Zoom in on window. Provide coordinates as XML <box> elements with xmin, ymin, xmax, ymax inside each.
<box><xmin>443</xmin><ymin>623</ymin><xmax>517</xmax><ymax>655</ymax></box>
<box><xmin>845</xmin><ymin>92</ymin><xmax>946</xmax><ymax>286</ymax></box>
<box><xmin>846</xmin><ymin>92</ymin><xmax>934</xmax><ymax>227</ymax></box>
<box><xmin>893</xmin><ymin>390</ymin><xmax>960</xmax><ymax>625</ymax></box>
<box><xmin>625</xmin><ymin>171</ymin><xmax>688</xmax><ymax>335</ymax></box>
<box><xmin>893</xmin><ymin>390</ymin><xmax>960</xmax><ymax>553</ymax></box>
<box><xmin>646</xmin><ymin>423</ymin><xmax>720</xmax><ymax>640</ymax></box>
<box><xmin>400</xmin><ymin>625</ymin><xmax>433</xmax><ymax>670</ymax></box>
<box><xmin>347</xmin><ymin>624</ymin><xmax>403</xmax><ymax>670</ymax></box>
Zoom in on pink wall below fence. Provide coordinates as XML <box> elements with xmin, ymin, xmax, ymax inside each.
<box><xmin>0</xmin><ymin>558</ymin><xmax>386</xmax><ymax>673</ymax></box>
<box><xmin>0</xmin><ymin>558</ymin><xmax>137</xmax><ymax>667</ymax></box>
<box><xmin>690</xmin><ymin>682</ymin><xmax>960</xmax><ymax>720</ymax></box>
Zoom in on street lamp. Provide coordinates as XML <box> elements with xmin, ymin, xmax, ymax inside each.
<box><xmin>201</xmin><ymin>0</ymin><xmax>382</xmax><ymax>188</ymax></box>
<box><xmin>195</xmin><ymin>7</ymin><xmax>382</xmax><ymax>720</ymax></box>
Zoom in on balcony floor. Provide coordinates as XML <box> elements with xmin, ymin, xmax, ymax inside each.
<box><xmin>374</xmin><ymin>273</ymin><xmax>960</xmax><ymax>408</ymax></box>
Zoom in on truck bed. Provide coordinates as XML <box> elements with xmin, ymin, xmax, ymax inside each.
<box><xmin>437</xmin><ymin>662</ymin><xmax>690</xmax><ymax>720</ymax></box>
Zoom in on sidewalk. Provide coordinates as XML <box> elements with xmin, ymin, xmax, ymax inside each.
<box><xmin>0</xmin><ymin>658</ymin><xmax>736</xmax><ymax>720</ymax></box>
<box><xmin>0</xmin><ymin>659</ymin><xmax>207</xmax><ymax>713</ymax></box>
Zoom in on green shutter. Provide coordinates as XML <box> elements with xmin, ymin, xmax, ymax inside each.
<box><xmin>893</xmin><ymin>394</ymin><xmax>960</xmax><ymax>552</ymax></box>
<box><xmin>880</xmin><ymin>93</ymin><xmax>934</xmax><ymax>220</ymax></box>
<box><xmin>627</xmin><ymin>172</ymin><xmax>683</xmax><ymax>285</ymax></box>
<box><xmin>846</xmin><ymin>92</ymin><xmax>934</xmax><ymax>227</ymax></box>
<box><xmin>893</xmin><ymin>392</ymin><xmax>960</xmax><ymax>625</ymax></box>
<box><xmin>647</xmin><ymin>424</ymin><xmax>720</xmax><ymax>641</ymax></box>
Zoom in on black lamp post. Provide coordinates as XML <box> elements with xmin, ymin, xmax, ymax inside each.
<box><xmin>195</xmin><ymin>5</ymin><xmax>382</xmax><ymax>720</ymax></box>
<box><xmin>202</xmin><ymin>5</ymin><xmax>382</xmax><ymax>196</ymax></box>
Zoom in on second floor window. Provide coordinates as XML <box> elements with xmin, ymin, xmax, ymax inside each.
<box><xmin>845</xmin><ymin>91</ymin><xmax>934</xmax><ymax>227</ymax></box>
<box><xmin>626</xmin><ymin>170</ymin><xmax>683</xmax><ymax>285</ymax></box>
════
Written instruction: Copy out every row above that contains the string "each", leaving out all other rows and keeping the selected ones unaltered.

Task solution:
Zoom in on window. Provide coordinates as XML <box> elements with xmin, ymin, xmax, ymax inside each.
Zoom in on pink wall below fence. Provide coordinates as XML <box> elements with xmin, ymin, xmax, ymax inside each.
Zoom in on street lamp. Provide coordinates as XML <box> elements with xmin, ymin, xmax, ymax inside each.
Zoom in on balcony floor. Provide coordinates as XML <box> elements with xmin, ymin, xmax, ymax inside each.
Zoom in on truck bed. Provide coordinates as XML <box> elements with xmin, ymin, xmax, ymax inside each.
Zoom in on sidewalk. Provide coordinates as XML <box> elements with xmin, ymin, xmax, ymax inside each.
Zoom in on green shutter. Provide coordinates as XML <box> elements with xmin, ymin, xmax, ymax inside each.
Zoom in on black lamp post. Provide coordinates as XML <box> elements with xmin, ymin, xmax, ymax inside each.
Zoom in on second floor window. Provide coordinates as XML <box> elements with xmin, ymin, xmax, ymax inside each.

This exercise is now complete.